● **READING PASSAGE**

These two countries are similar to one another in two important respects: In both, Orthodoxy is the traditional faith, and both have been governed by a supreme political figure for nearly three decades. This is where the apparent similarities stop and the differences begin.
Belarus has been a loyal ally of Russia. Montenegro is a NATO member and a candidate for joining the EU. It is, therefore, not difficult to see why the mainstream media in the West often reports on President Alexander Lukashenko of Belarus as the “last dictator of Europe” and the oppressive state apparatus in the country. But little, if anything, can be seen or heard about the Montenegrin leadership, which locals often describe both as autocracy and a mafia-style of rule.
This, of course, should not come as a surprise to anybody who knows something about international politics. Traditionally, the Western centers of economic and political power have preferred to deal with dictatorships or mafia-style systems over functioning democracies—as long as dictators or godfathers are “constructive” and provide “stability,” meaning (to decode the technical language) as long as they obediently follow the economic and political agendas of the hegemon.
The massive protests in Belarus, and the state violence which came as a response, were triggered by what appears to be the fake results of the recently held presidential elections. The Orthodox Church in Belarus did not have a uniform response. While the church leadership preferred to either stay “neutral” (which, under the circumstances, amounts to silent support) or openly support the government, some bishops and many priests became very vocal in their anti-government position and supported the protests. This is important, as it clearly shows that even in very oppressive and autocratic regimes such as Belarus, a plurality of voices and positions can be found even within such conservative institutions, traditionally loyal to the government.
Lukashenko’s statement that “people are supposed to go to churches to pray” and that “churches are not for politics” is an interesting one.
In traditional Orthodox contexts, there is very often the idea that church-state relations should be “harmonious” or “symphonic,” mirroring (imagined) medieval prototypes. It is worth remembering, however, that close ties between church and state in the modern period—to the point of a complete absorption of the church by the state (turning it into a “department” of the state, for example)—are much more typical of countries where Protestantism has been the dominant religion than in Orthodox countries. Lukashenko’s statement is interesting insofar as it reveals how power structures, both in the state and in the church, see the role of the church.

● **Dataset entries**

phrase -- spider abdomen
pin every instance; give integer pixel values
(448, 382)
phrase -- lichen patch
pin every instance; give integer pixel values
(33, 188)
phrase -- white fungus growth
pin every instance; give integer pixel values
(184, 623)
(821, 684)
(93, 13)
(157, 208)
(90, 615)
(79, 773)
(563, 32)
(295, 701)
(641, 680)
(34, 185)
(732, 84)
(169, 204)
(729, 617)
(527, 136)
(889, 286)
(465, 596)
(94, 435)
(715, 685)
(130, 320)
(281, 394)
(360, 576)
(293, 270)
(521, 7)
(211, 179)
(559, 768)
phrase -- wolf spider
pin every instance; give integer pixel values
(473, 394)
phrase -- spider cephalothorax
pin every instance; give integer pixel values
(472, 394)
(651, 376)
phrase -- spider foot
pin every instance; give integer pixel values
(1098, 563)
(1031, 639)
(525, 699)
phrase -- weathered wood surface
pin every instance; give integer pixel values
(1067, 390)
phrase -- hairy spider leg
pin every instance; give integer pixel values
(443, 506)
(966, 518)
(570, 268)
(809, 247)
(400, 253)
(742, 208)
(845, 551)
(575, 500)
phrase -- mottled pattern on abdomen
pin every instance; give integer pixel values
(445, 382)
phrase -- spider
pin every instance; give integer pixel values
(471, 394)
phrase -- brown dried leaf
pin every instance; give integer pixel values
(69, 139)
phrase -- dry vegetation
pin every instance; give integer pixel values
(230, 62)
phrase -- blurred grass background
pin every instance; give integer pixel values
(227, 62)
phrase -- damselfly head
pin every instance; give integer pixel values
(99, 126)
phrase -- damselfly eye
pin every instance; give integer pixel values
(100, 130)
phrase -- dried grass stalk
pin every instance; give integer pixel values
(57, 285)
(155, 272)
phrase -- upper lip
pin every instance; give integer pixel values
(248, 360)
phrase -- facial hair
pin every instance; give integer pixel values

● **WORK ITEM A**
Write out the stretch of the essay on Belarus and Montenegro from "The massive protests" through "to the government.".
● **WORK ITEM B**
Pick up the essay on Belarus and Montenegro where it ends and carry it on.
These lines have nothing to do with the essay on Belarus and Montenegro.

● **FINAL ANSWER A**
The massive protests in Belarus, and the state violence which came as a response, were triggered by what appears to be the fake results of the recently held presidential elections. The Orthodox Church in Belarus did not have a uniform response. While the church leadership preferred to either stay “neutral” (which, under the circumstances, amounts to silent support) or openly support the government, some bishops and many priests became very vocal in their anti-government position and supported the protests. This is important, as it clearly shows that even in very oppressive and autocratic regimes such as Belarus, a plurality of voices and positions can be found even within such conservative institutions, traditionally loyal to the government.

● **FINAL ANSWER B**
Everytime state power structures are unhappy about the way the church leadership reacts in regard to particular issues, they call the church to stick to the strictly “religious” sphere: attending to prayers and services, not interfering with politics. What is remarkable is that this general attitude, of which Lukashenko’s statement represents the most recent case, is virtually indistinguishable from many “progressive,” pro-Western, pro-EU, or pro-NATO voices across Southern and Eastern European countries, who reject any involvement by the Orthodox Church in politics or in the public sphere. These voices do so under the pretext that there is something inherently retrograde about Orthodoxy, something which is incompatible with “democratic values” (which only repeats a more generally held prejudice, feeding many Western political and academic discourses as well).
Lukashenko’s remark also points to the opposite situation, also very well known in societies with one dominant religious tradition: Whenever the church supports traditional, national (even nationalistic) narratives or governments, the politicians show their favor to the church and praise it as an important national institution. Is this a paradox? Not really. Power structures will gladly embrace whatever is useful to them to sustain, legitimize, or expand their power, just as they will reject, condemn, and suppress anything that questions or seeks to delegitimize their power.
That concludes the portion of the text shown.